EXERCISE INSTRUCTIONS:
Starting at the line that contains "Target: white shirt" and ending at the line that contains "Target: horse's shadow", the lines below are to be given again exactly, with nothing added.

** Opening INFORMATION block **

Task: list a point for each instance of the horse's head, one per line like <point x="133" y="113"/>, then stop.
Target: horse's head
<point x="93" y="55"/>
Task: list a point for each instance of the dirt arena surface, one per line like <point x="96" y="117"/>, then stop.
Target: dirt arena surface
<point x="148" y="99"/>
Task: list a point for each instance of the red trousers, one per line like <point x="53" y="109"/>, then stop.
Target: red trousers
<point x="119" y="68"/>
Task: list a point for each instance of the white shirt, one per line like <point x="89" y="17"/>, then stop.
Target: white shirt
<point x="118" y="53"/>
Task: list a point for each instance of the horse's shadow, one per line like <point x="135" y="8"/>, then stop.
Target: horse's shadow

** Closing INFORMATION block **
** Opening INFORMATION block **

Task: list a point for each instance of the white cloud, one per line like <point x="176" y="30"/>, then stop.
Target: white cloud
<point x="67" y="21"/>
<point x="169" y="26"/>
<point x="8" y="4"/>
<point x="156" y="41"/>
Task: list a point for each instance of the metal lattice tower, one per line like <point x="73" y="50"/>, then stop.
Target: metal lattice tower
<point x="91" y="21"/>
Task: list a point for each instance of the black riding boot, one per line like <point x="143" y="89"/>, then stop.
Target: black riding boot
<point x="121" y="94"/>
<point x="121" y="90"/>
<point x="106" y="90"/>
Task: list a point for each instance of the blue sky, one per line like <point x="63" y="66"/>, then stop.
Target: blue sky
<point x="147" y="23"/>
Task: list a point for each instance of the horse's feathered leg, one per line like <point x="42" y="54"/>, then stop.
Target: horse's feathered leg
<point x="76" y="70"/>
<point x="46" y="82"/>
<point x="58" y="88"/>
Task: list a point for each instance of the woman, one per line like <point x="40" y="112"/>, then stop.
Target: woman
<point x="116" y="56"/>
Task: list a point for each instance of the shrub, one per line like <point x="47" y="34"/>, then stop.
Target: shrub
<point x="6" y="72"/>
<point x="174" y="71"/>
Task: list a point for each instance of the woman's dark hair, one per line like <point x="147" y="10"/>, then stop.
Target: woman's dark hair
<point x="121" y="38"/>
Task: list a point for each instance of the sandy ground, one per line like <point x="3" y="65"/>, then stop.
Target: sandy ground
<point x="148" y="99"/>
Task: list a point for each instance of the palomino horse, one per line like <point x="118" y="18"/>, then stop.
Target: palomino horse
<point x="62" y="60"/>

** Closing INFORMATION block **

SOLUTION:
Target: white shirt
<point x="118" y="53"/>
Task: list a point for each instance of the horse's shadow, one per line like <point x="135" y="8"/>, then stop.
Target: horse's shadow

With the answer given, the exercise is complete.